Short problem A:
In the implementation notes, what did the author wrap inside a switch statement to get loop-like jumps?

Selected extract:
Implementation notes

Language with only one symbol.

----------------------------------------------------------------------
0. Concept

I wanted to make a language with just one command.  Actually I wanted
to make a thing that contained lots of identical lines, where you
would delete a certain subset of lines to select different functions.
But I realized that programming with long lists of to-be-deleted line
numbers is equivalent to programming with mixed blank/command lines,
just with extra steps.  So I settled on an encoder that translates
input to single-command programs.

----------------------------------------------------------------------
1. Language design

It's possible to design a single command language around unary
encoding, but that would be horribly inefficient.  But if we make use
of the whitespaces around that one command, we can get at least binary
encoding.  C is mostly not a whitespace sensitive language, but it
does provide __LINE__, so I have designed the whole language around
using __LINE__ to encode blank lines.

The "design notes" section of the packaged remarks.md described most
of the tradeoffs in detail, here I will just comment on the things
that I did not do:

- Huffman encoding: instead of the deflate-based compression,
  initially I was thinking more of a per-byte compression scheme, and
  Huffman encoding was an obvious choice.  This was quickly abandoned
  because it's not possible to get better than an 8x compression ratio
  (need at least 1 bit per byte), and considering all the overhead
  needed to implement the single-command language decoder, output size
  will likely be very large, so this encoding scheme was not
  attractive.

  It's also unattractive for the fact that Huffman encoding requires
  preprocessing the data to generate an optimal dictionary, or come
  with a fixed dictionary baked in.  So the result is either not
  optimal or not streamable.

- Variable length encoding: the reason why Huffman encoding seemed
  attractive was that it's possible to spend fewer bits for certain
  bytes.  I thought maybe I could still shave some bits off of each
  byte if I embraced variable length encoding, considering that most
  ASCII text can fit in 6 bits.

  I ended up not using variable length instructions because I thought
  having branches in the language was more interesting, and it's
  really troublesome to figure out the branch target if the
  instructions are of variable length.  By sticking to fixed-length
  instructions that always end with a 1 bit, I can guarantee that
  there would be a non-empty line just before the start of the
  instruction I wanted to branch to, and tweak some state machines to
  make sure the instructions flow correctly after the branch.

----------------------------------------------------------------------
2. Language implementation

The decoder comes in two parts: the trivial part is outputting a
single byte, which basically adds bits by inferring current bit
position from __LINE__ and flush all the bits on the 9th line.  There
is a minor optimization in XORing all bytes with 0x20 first, otherwise
outputting bytes is completely straightforward.

The more convoluted part involves implementing loops.  True loops like
for/while/do are not possible because all these constructs require a
pair of matching things, and a single-command language can only
guarantee one of the pair.  Instead, I used setjmp wrapped inside a
switch statement, and generated unique case labels using __LINE__.
This allows the code to jump to a wide range of targets via longjmp.

Both the trivial and convoluted parts are implemented in a single long
statement, with a generous use of comma and ternary operators.  The
one command is defined to call a function with that one statement.

Data records:
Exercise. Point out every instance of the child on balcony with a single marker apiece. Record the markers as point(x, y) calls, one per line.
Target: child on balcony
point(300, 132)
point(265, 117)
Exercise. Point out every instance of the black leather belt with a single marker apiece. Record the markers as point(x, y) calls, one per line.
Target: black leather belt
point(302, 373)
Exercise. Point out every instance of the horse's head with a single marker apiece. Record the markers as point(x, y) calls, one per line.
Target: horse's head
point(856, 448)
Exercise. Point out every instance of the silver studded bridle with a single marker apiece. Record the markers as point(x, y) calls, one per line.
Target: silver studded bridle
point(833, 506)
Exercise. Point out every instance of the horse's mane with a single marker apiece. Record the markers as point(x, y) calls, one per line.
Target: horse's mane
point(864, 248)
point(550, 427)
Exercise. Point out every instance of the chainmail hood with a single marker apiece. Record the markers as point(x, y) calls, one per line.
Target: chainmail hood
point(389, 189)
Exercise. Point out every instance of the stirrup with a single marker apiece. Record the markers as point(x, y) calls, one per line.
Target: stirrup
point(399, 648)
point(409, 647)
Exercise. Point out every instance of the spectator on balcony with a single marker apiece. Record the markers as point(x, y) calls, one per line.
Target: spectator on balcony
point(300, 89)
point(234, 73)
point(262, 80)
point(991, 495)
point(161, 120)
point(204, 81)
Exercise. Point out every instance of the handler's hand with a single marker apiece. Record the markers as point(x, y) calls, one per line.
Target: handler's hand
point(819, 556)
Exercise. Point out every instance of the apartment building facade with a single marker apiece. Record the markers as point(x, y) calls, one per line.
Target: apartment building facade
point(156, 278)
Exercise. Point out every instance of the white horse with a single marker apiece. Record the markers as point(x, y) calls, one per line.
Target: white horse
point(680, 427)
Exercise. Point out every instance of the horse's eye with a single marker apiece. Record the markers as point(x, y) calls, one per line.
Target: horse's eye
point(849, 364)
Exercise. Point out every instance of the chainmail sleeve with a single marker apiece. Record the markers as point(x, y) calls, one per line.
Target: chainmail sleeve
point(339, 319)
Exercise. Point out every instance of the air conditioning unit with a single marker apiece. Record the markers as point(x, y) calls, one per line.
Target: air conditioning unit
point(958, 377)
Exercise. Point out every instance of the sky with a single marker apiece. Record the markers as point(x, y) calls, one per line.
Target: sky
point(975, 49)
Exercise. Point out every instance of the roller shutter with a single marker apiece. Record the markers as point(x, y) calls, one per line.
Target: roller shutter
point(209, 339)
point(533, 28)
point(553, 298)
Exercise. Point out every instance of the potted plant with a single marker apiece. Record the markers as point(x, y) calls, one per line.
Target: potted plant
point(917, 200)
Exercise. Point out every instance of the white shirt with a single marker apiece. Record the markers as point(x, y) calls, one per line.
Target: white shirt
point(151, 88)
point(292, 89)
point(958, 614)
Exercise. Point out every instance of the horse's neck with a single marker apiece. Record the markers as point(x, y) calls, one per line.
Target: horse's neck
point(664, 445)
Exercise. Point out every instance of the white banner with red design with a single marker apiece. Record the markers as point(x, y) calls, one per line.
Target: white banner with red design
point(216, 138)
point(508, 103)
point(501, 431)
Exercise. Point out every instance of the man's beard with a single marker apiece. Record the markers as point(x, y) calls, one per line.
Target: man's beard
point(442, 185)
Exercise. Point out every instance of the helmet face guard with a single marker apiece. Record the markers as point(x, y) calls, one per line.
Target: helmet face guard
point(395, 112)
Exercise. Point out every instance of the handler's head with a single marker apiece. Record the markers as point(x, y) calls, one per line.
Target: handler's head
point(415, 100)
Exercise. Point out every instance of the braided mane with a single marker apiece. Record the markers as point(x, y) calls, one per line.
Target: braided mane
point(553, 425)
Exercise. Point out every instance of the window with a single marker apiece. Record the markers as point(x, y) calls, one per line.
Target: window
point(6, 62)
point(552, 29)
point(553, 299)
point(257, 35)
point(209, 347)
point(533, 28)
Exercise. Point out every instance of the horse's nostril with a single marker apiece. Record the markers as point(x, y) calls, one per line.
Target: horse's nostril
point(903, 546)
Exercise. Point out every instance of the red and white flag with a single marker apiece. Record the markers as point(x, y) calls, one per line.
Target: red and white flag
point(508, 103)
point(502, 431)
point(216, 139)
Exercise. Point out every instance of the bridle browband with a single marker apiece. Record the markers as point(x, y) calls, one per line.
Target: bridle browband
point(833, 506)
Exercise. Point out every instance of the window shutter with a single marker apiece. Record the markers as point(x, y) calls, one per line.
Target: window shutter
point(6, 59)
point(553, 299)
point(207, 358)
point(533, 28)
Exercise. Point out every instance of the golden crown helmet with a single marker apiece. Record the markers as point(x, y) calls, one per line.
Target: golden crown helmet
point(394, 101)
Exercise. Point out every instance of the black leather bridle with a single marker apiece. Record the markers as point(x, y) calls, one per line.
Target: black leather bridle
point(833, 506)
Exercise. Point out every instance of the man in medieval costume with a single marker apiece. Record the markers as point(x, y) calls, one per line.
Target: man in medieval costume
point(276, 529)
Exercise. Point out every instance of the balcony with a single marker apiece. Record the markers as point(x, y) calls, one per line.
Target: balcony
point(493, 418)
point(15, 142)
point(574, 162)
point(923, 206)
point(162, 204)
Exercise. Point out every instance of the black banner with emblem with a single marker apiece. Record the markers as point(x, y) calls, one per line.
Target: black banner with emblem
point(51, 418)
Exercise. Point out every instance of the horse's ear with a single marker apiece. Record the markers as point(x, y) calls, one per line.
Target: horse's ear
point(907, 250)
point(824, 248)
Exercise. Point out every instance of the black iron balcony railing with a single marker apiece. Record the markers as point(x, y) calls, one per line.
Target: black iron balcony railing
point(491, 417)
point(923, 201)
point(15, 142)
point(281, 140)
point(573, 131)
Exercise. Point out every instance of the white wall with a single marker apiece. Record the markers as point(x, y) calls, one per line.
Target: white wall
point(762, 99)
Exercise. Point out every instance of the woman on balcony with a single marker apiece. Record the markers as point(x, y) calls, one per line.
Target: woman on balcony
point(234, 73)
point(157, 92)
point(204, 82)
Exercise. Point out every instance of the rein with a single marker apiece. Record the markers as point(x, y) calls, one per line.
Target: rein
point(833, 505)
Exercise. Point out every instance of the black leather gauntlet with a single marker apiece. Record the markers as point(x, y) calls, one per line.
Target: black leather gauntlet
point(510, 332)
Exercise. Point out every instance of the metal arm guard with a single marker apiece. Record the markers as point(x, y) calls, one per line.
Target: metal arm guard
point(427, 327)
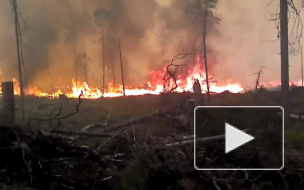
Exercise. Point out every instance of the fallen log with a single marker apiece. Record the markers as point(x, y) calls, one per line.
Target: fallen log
point(76, 133)
point(134, 121)
point(181, 143)
point(216, 137)
point(294, 116)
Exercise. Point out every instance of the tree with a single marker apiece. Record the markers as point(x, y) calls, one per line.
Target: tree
point(201, 12)
point(284, 58)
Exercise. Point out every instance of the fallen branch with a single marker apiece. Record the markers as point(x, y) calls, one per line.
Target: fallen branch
point(217, 137)
point(294, 116)
point(63, 132)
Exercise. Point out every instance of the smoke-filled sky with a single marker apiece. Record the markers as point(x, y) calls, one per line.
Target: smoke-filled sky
point(151, 33)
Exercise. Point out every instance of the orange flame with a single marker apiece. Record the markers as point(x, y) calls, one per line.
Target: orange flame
point(155, 86)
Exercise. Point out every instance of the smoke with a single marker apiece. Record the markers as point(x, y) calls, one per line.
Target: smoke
point(55, 34)
point(247, 41)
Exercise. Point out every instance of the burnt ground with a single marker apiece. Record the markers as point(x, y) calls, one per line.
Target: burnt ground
point(137, 156)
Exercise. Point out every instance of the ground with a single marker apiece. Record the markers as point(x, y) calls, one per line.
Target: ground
point(112, 110)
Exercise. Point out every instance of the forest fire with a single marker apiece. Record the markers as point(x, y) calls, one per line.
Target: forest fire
point(155, 86)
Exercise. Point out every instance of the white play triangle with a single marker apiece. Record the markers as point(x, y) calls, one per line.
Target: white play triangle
point(235, 138)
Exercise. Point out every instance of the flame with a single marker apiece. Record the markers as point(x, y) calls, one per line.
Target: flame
point(154, 86)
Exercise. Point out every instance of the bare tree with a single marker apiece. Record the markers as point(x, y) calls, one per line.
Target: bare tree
point(19, 56)
point(259, 73)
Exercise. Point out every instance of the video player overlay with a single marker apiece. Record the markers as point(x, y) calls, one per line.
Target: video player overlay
point(240, 137)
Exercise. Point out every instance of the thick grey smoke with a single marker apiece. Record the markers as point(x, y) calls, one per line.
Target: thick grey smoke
point(151, 32)
point(54, 31)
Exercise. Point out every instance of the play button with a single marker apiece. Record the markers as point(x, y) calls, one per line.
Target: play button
point(238, 138)
point(235, 138)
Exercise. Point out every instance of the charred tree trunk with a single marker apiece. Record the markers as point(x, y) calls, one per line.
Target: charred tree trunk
point(103, 63)
point(8, 103)
point(121, 65)
point(302, 65)
point(76, 65)
point(17, 30)
point(205, 53)
point(284, 59)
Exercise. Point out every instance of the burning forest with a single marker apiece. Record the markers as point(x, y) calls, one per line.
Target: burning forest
point(151, 94)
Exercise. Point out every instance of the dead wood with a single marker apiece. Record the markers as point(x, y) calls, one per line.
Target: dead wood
point(73, 133)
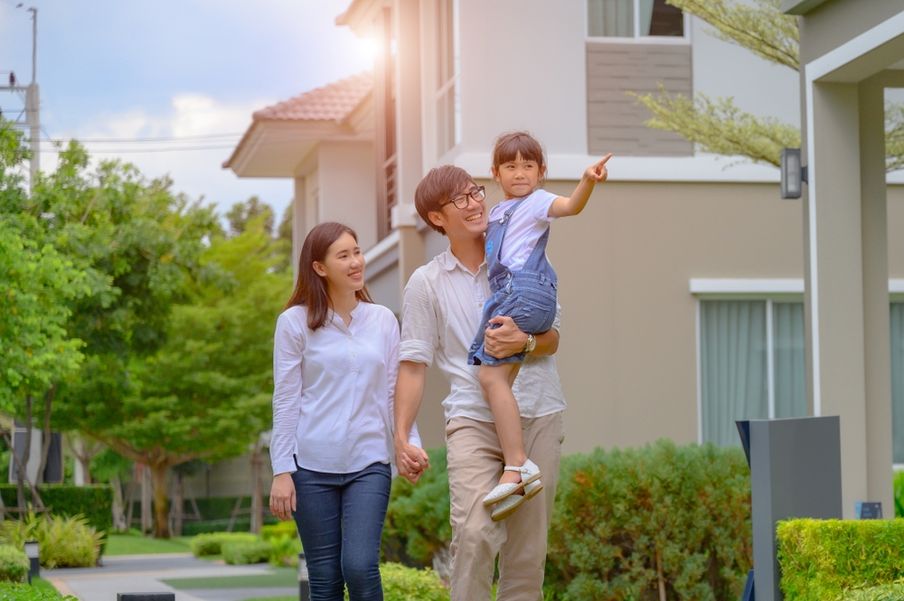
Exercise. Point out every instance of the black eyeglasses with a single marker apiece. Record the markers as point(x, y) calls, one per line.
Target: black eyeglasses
point(461, 201)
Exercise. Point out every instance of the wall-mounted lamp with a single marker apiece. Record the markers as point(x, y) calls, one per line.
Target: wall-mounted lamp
point(793, 174)
point(32, 551)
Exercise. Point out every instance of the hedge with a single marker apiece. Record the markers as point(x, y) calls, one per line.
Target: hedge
point(417, 519)
point(94, 502)
point(660, 521)
point(822, 560)
point(26, 592)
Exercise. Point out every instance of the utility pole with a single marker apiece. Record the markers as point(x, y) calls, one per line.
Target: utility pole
point(32, 100)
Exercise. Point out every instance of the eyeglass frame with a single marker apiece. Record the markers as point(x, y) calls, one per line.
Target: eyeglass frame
point(480, 191)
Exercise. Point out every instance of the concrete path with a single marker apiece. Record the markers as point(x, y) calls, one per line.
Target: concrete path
point(143, 574)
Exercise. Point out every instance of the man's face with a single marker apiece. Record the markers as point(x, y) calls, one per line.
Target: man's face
point(463, 215)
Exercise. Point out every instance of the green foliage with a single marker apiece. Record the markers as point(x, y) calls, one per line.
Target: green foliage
point(759, 26)
point(25, 592)
point(13, 564)
point(401, 583)
point(659, 520)
point(719, 126)
point(417, 520)
point(284, 550)
point(887, 592)
point(204, 545)
point(64, 541)
point(279, 529)
point(822, 559)
point(899, 494)
point(245, 552)
point(94, 502)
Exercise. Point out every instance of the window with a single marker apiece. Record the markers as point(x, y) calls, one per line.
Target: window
point(445, 85)
point(634, 19)
point(751, 364)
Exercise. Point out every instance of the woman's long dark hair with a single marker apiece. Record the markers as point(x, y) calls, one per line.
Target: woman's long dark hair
point(310, 288)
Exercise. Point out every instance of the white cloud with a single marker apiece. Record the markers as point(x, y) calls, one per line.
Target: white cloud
point(194, 159)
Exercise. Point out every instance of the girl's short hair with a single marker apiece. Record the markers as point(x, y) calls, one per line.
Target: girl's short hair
point(310, 288)
point(510, 144)
point(437, 188)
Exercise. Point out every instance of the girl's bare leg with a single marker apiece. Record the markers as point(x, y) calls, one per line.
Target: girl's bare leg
point(496, 381)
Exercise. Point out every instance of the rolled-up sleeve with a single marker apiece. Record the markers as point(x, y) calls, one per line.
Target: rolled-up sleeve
point(288, 347)
point(419, 322)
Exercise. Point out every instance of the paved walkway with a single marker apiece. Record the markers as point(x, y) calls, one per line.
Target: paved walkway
point(143, 574)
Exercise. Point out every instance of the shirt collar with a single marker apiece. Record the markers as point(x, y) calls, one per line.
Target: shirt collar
point(448, 261)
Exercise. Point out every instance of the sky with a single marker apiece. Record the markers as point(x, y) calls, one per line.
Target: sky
point(189, 71)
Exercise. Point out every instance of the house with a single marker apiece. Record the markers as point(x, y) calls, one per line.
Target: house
point(683, 282)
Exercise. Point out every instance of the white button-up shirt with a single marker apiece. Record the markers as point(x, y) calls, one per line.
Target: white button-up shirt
point(441, 312)
point(333, 391)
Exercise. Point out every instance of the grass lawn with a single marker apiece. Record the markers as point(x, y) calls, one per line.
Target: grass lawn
point(277, 577)
point(135, 544)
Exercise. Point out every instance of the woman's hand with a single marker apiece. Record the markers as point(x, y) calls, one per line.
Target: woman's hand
point(282, 496)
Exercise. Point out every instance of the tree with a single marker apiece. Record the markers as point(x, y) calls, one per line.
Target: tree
point(241, 213)
point(718, 125)
point(205, 392)
point(39, 283)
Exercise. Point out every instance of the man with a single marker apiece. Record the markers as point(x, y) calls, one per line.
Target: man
point(441, 311)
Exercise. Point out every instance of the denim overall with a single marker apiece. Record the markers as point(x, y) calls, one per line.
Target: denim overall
point(528, 296)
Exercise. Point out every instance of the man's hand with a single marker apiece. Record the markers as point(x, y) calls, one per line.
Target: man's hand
point(505, 339)
point(411, 461)
point(282, 496)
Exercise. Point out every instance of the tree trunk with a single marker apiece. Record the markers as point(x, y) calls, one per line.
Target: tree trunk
point(119, 516)
point(257, 504)
point(45, 439)
point(177, 504)
point(161, 513)
point(146, 520)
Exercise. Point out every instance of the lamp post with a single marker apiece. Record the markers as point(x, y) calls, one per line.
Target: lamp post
point(32, 551)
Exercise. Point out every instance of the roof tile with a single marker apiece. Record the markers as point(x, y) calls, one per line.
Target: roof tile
point(332, 102)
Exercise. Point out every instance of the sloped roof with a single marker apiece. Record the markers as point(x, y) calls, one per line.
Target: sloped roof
point(332, 102)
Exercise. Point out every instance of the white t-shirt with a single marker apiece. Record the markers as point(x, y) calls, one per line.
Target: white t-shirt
point(441, 312)
point(525, 227)
point(333, 391)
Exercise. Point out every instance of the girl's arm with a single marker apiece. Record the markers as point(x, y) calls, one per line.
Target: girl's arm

Short problem B:
From the rows, print word for word the lines beginning at the one containing "Exercise. Point out every instance of the black leather bridle" and stopping after the one containing "point(762, 99)".

Full answer A:
setjmp

Full answer B:
Exercise. Point out every instance of the black leather bridle with a single marker apiece. Record the markers as point(x, y) calls, one per line.
Target: black leather bridle
point(833, 506)
Exercise. Point out every instance of the man in medieval costume with a single marker apiece. Record the markers as point(x, y) calls, one per line.
Target: man in medieval costume
point(276, 529)
Exercise. Point out every instance of the balcony with a single marker apiece. Record the markers as point(x, y) calls, one per line.
Target: balcony
point(493, 418)
point(15, 142)
point(574, 162)
point(923, 206)
point(162, 204)
Exercise. Point out every instance of the black banner with emblem with a single marker apiece. Record the markers as point(x, y) calls, one per line.
Target: black banner with emblem
point(51, 418)
Exercise. Point out every instance of the horse's ear with a single marker apiece. Record the markers as point(x, y) calls, one per line.
Target: horse's ear
point(907, 250)
point(824, 248)
Exercise. Point out every instance of the black iron balcony railing with a single marker apiece. Record the markers as point(x, y) calls, one per line.
Target: black iron balcony railing
point(491, 417)
point(923, 201)
point(15, 142)
point(281, 140)
point(573, 131)
Exercise. Point out every instance of the white wall with a single marker apiece. Record the markers as point(x, y) calls, one per line.
Target: white wall
point(762, 99)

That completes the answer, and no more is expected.